## [INSTRUCTIONS FOR THE TASK]
Transcribe each line of the material as it is, and drop any picture.

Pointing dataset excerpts
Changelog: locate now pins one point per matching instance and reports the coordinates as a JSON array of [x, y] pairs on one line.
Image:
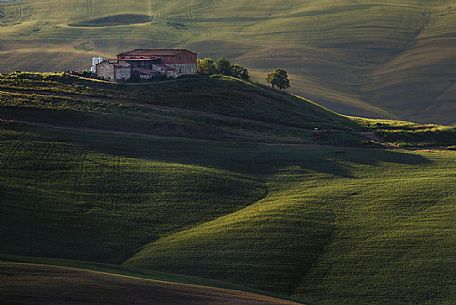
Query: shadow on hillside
[[245, 158]]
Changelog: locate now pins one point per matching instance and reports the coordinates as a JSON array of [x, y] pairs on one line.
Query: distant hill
[[391, 59]]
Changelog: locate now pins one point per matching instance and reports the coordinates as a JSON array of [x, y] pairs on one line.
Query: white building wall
[[105, 70], [95, 62], [123, 73], [184, 69]]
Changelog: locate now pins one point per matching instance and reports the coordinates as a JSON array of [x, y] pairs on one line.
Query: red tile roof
[[154, 52]]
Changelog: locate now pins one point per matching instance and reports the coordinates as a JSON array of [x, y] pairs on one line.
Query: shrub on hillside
[[222, 66]]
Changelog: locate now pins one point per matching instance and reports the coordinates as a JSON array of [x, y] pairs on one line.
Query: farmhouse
[[113, 70], [148, 64]]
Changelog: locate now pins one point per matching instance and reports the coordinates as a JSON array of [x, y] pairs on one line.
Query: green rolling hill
[[221, 182], [392, 59]]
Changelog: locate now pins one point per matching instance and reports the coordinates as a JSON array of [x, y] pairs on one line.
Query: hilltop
[[391, 59], [224, 181]]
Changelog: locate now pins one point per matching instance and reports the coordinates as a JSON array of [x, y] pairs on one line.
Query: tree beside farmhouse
[[279, 79]]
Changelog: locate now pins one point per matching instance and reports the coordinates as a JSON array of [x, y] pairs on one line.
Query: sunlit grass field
[[392, 59], [225, 180]]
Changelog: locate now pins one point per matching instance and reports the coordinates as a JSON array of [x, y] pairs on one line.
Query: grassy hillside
[[222, 179], [390, 58], [83, 286]]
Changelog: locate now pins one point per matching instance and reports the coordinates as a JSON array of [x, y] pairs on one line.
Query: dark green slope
[[224, 179], [208, 108]]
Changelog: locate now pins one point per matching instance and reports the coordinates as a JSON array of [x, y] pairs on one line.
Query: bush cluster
[[208, 66]]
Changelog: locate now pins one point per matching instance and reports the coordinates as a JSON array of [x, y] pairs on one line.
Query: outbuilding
[[113, 70]]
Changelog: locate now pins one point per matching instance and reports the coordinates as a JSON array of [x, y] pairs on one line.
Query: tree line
[[208, 66]]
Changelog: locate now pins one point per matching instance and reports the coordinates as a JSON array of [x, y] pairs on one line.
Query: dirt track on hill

## [EXERCISE SOLUTION]
Changelog: locate now pins one point per matching instance and reports the coordinates as a JSON array of [x, y] pairs on one line.
Image:
Query: shadow on hillside
[[245, 158]]
Changelog: locate now pins one point per matching instance and reports the coordinates as a JSON array of [x, y] pairs on one line.
Query: distant hill
[[391, 59]]
Changelog: locate now pins one point per matching instance and reports the coordinates as a JSON array of [x, y] pairs on one line.
Query: white building wall
[[105, 70], [95, 62], [123, 73], [184, 69]]
Changelog: locate now pins one point per matching instance and reports the coordinates as a JSON array of [x, y] pairs on one line.
Query: red tile roof
[[154, 52]]
Changelog: locate now pins one point per matching instance and reports the coordinates as a JSON array of [x, y] pairs on one line.
Query: shrub on hillside
[[222, 66]]
Changelog: locate now pins one point per matching instance and reports the coordinates as a JSON array of [x, y] pairs on one line.
Query: farmhouse
[[113, 70], [148, 64]]
Changelog: locate now pins one point per matching instance and reports the coordinates as a JSON array of [x, y] pairs on one line.
Query: green rolling hill
[[221, 182], [392, 59]]
Changelog: locate now pins one point per matching instance and reports the coordinates as a JSON array of [x, y] pairs on one line.
Query: hilltop
[[391, 59], [224, 181]]
Changelog: locate now pins one point per matching instance and reports the coordinates as a JSON array of [x, y] pairs on one line.
Query: tree beside farmhouse
[[279, 79]]
Changelog: locate now pins one point per matching instance and reports the coordinates as a JSON array of [x, y] pairs on one line.
Query: sunlit grass field
[[392, 59], [225, 180]]
Changelog: locate now pins one point per matching instance and reports the coordinates as a JSON array of [x, y] pairs on one line.
Query: grassy hillside
[[222, 179], [390, 58], [83, 286]]
Changelog: locate now pins one point per matching instance and reports the coordinates as a JSON array of [x, y] pairs on one line.
Query: dark green slope
[[224, 179], [208, 108]]
Changelog: locate now pins one point per matching instance and reports the coordinates as a JSON array of [x, y] pairs on one line.
Query: bush cluster
[[208, 66]]
Changelog: locate now pins one point per matching instance and reports the coordinates as a JSON array of [x, y] pairs on one line.
Query: outbuilding
[[113, 70]]
Changelog: locate now pins one point per matching instance and reports the coordinates as a JSON array of [x, y] pairs on one line.
Query: tree line
[[208, 66]]
Changelog: locate now pins one point per matching instance and reports the coordinates as a JSON array of [x, y] pairs on one line.
Query: dirt track on hill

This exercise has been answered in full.